**INSTRUCTIONS TO FOLLOW**
Reproduce all of the material below word for word, leaving out the pictures.

DATASET CONTENT Start Marker

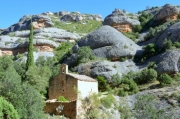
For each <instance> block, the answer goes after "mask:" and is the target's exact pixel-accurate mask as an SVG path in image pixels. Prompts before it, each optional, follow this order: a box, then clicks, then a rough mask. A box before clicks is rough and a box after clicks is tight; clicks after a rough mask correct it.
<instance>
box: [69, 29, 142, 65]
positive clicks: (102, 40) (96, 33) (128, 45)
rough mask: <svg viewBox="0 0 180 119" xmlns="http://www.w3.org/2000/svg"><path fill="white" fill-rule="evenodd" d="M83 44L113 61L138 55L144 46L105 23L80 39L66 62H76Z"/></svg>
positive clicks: (99, 56)
mask: <svg viewBox="0 0 180 119" xmlns="http://www.w3.org/2000/svg"><path fill="white" fill-rule="evenodd" d="M83 46H89V47H90V48H91V49H92V51H93V53H94V55H95V56H97V57H102V58H107V59H110V60H112V61H116V60H119V59H120V58H123V57H132V56H134V55H138V54H140V53H141V50H142V48H141V47H140V46H138V45H136V44H135V43H134V42H133V41H132V40H131V39H129V38H127V37H126V36H124V35H123V34H122V33H120V32H118V31H117V30H116V29H114V28H113V27H111V26H107V25H105V26H102V27H101V28H99V29H97V30H96V31H94V32H92V33H90V34H89V35H87V36H86V37H85V38H82V39H81V40H79V41H78V42H77V44H76V45H75V46H74V47H73V50H74V51H73V52H74V54H73V55H72V56H71V57H70V58H68V60H66V63H70V62H75V59H76V52H77V50H78V48H79V47H83ZM72 59H73V60H72ZM70 64H73V63H70Z"/></svg>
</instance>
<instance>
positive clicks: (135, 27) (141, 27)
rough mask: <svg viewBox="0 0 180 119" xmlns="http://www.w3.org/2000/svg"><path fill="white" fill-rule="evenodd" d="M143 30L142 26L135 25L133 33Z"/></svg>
mask: <svg viewBox="0 0 180 119" xmlns="http://www.w3.org/2000/svg"><path fill="white" fill-rule="evenodd" d="M141 29H142V26H141V25H134V26H133V32H140V31H141Z"/></svg>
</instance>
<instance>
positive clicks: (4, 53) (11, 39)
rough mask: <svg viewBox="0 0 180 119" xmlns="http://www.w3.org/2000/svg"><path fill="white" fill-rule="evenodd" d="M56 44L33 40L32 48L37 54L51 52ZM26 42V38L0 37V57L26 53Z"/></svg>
mask: <svg viewBox="0 0 180 119" xmlns="http://www.w3.org/2000/svg"><path fill="white" fill-rule="evenodd" d="M58 45H59V44H58V43H56V42H54V41H51V40H46V39H34V48H35V49H36V50H37V51H38V52H52V51H53V49H54V48H55V47H58ZM27 47H28V42H27V40H26V38H20V37H10V36H0V56H2V55H16V54H18V53H24V52H27Z"/></svg>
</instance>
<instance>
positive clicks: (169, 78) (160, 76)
mask: <svg viewBox="0 0 180 119" xmlns="http://www.w3.org/2000/svg"><path fill="white" fill-rule="evenodd" d="M158 81H159V82H160V85H161V86H165V85H168V84H171V83H172V78H171V77H170V76H169V75H168V74H166V73H165V74H161V75H160V77H159V78H158Z"/></svg>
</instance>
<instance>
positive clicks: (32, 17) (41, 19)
mask: <svg viewBox="0 0 180 119" xmlns="http://www.w3.org/2000/svg"><path fill="white" fill-rule="evenodd" d="M31 17H32V22H33V27H34V29H39V28H46V27H51V26H53V23H52V21H51V18H50V17H48V16H44V15H33V16H28V15H26V16H23V17H22V18H21V19H20V20H19V22H18V23H16V24H14V25H12V26H10V27H9V28H7V29H5V30H4V31H2V33H1V34H3V35H6V34H8V33H10V32H15V31H21V30H28V29H29V25H30V22H31V19H30V18H31Z"/></svg>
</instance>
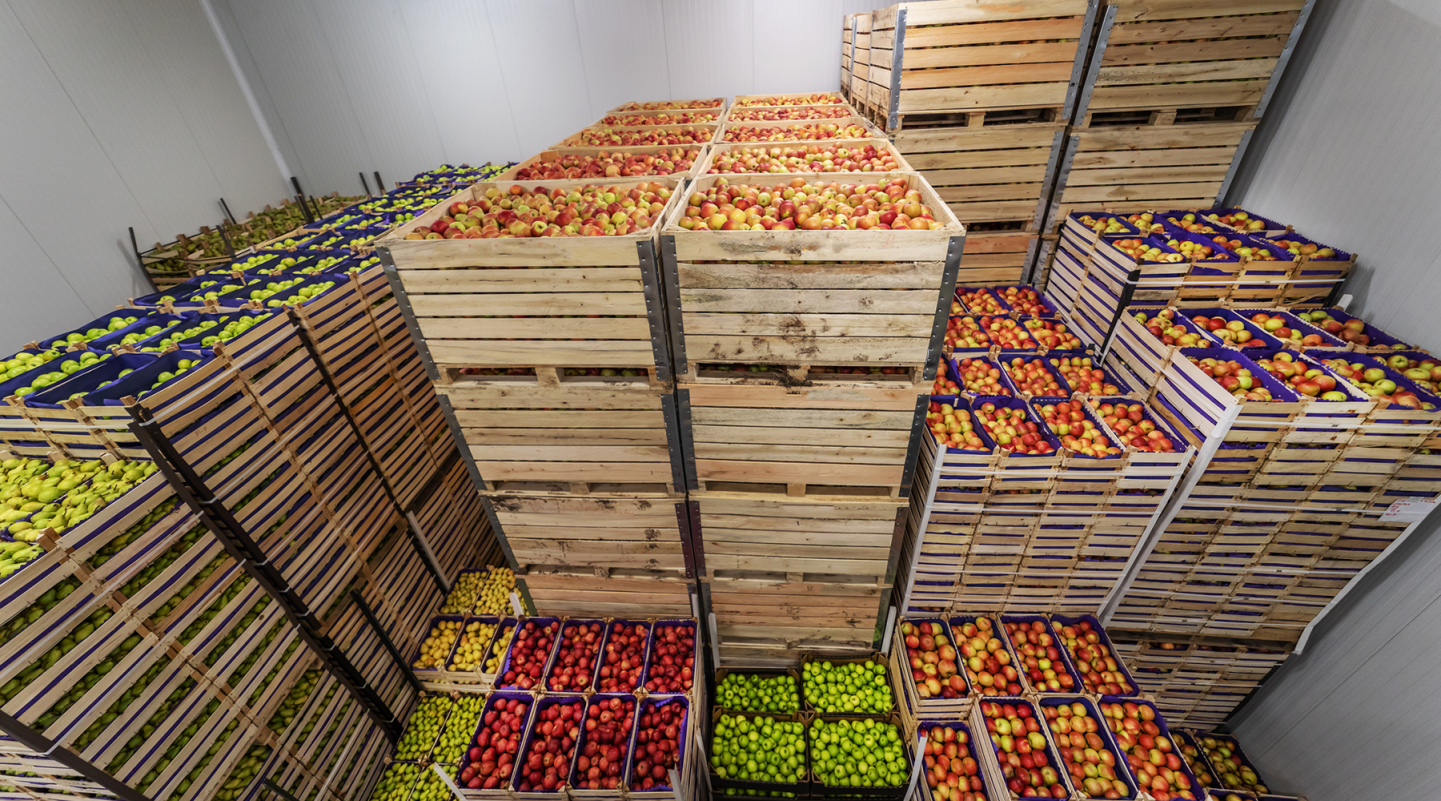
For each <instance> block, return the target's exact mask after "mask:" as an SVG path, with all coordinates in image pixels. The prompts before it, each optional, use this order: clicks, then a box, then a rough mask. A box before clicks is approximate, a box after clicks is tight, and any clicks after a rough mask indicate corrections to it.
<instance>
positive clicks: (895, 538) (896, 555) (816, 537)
mask: <svg viewBox="0 0 1441 801" xmlns="http://www.w3.org/2000/svg"><path fill="white" fill-rule="evenodd" d="M697 503H699V516H700V517H699V522H700V529H699V532H696V530H695V529H692V537H693V540H699V542H700V546H699V550H700V552H703V565H705V570H703V572H705V575H708V576H710V578H712V579H715V578H718V576H726V575H731V573H732V572H733V570H742V572H744V570H749V572H757V570H762V572H771V573H785V575H790V576H797V579H795V581H800V579H798V576H803V575H806V573H827V575H837V576H860V578H869V579H872V581H875V582H878V583H889V576H891V575H892V573H893V572H895V563H896V559H898V556H899V540H901V533H902V524H904V516H905V510H906V504H905V501H895V500H885V498H856V500H844V498H840V497H833V498H810V497H807V498H800V497H785V496H784V494H780V493H777V494H772V496H767V494H761V493H729V491H708V493H705V494H700V496H697Z"/></svg>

DATASET CONTENT End Marker

**WRITTEN ANSWER**
For each <instance> block, the answer goes after "mask:" and is the target's exact pixel-accurate mask as an SVG path in image pixels. Prompts before it, each optional, follow this order: a box, then clicks, then a rough mask. A box before clicks is rough and a box after clicks is tight; clicks after a rough mask correct it.
<instance>
box: [69, 29, 142, 65]
positive clicks: (102, 40) (96, 33) (128, 45)
rough mask: <svg viewBox="0 0 180 119" xmlns="http://www.w3.org/2000/svg"><path fill="white" fill-rule="evenodd" d="M83 44L113 61L138 55L144 46L105 23L80 39L66 62H76Z"/></svg>
positive clicks: (99, 56)
mask: <svg viewBox="0 0 180 119" xmlns="http://www.w3.org/2000/svg"><path fill="white" fill-rule="evenodd" d="M83 46H89V47H90V48H91V49H92V51H93V53H94V55H95V56H97V57H102V58H107V59H110V60H112V61H116V60H119V59H120V58H123V57H132V56H134V55H138V54H140V53H141V50H142V48H141V47H140V46H138V45H136V44H135V43H134V42H133V41H132V40H131V39H129V38H127V37H126V36H124V35H123V34H122V33H120V32H118V31H117V30H116V29H114V28H113V27H111V26H107V25H105V26H102V27H101V28H99V29H97V30H96V31H94V32H92V33H90V34H89V35H87V36H86V37H85V38H82V39H81V40H79V41H78V42H77V44H76V45H75V46H74V47H73V50H74V51H73V52H74V54H73V55H72V56H71V57H70V58H68V60H66V63H70V62H75V59H76V52H77V50H78V48H79V47H83ZM72 59H73V60H72ZM70 64H73V63H70Z"/></svg>
</instance>
<instance>
positive clicks: (135, 27) (141, 27)
rough mask: <svg viewBox="0 0 180 119" xmlns="http://www.w3.org/2000/svg"><path fill="white" fill-rule="evenodd" d="M143 30L142 26L135 25L133 33Z"/></svg>
mask: <svg viewBox="0 0 180 119" xmlns="http://www.w3.org/2000/svg"><path fill="white" fill-rule="evenodd" d="M141 29H142V26H141V25H134V26H133V32H140V31H141Z"/></svg>
</instance>
<instance>
positive clicks: (4, 53) (11, 39)
rough mask: <svg viewBox="0 0 180 119" xmlns="http://www.w3.org/2000/svg"><path fill="white" fill-rule="evenodd" d="M56 44L33 40L32 48L37 54L51 52ZM26 42V38L0 37V57L26 53Z"/></svg>
mask: <svg viewBox="0 0 180 119" xmlns="http://www.w3.org/2000/svg"><path fill="white" fill-rule="evenodd" d="M58 45H59V44H58V43H56V42H54V41H51V40H46V39H34V48H35V49H36V50H37V51H38V52H52V51H53V49H54V48H55V47H58ZM27 47H28V42H27V40H26V38H20V37H10V36H0V56H2V55H16V54H18V53H24V52H27Z"/></svg>
</instance>
<instance>
positive clicks: (169, 78) (160, 76)
mask: <svg viewBox="0 0 180 119" xmlns="http://www.w3.org/2000/svg"><path fill="white" fill-rule="evenodd" d="M158 81H159V82H160V85H161V86H165V85H168V84H171V83H172V78H171V77H170V76H169V75H168V74H166V73H165V74H161V75H160V77H159V78H158Z"/></svg>
</instance>
<instance>
positive clicks: (32, 17) (41, 19)
mask: <svg viewBox="0 0 180 119" xmlns="http://www.w3.org/2000/svg"><path fill="white" fill-rule="evenodd" d="M31 17H32V22H33V27H34V29H39V28H46V27H51V26H53V23H52V21H51V18H50V17H48V16H44V15H33V16H28V15H26V16H23V17H22V18H21V19H20V20H19V22H18V23H16V24H14V25H12V26H10V27H9V28H7V29H5V30H4V31H2V33H1V34H3V35H6V34H8V33H10V32H15V31H21V30H28V29H29V25H30V22H31V19H30V18H31Z"/></svg>
</instance>
For each <instance> block, return the target's exact mask after "mask:" as an SVG path, with all coordinates in image pixels. The prompts before it, each optional, use this order: clicks, then a box, then a rough mask. A box before clicks is approximate, a box after clicks is tight, and any clicks after a rough mask indicate corrections to it.
<instance>
positive clicks: (895, 538) (896, 555) (816, 537)
mask: <svg viewBox="0 0 1441 801" xmlns="http://www.w3.org/2000/svg"><path fill="white" fill-rule="evenodd" d="M697 503H699V516H700V517H699V522H700V529H699V532H696V530H695V529H692V537H693V540H699V542H700V546H699V550H700V552H703V565H705V570H703V572H705V575H708V576H710V578H712V579H715V578H718V576H726V575H731V573H732V572H733V570H742V572H744V570H749V572H757V570H762V572H771V573H785V575H790V576H797V579H795V581H800V579H798V576H803V575H806V573H827V575H837V576H860V578H869V579H872V581H875V582H878V583H889V576H891V575H892V573H893V572H895V563H896V559H898V556H899V540H901V533H902V524H904V516H905V510H906V504H905V501H895V500H885V498H856V500H844V498H840V497H833V498H810V497H807V498H800V497H785V496H784V494H780V493H777V494H772V496H767V494H761V493H729V491H708V493H705V494H700V496H697Z"/></svg>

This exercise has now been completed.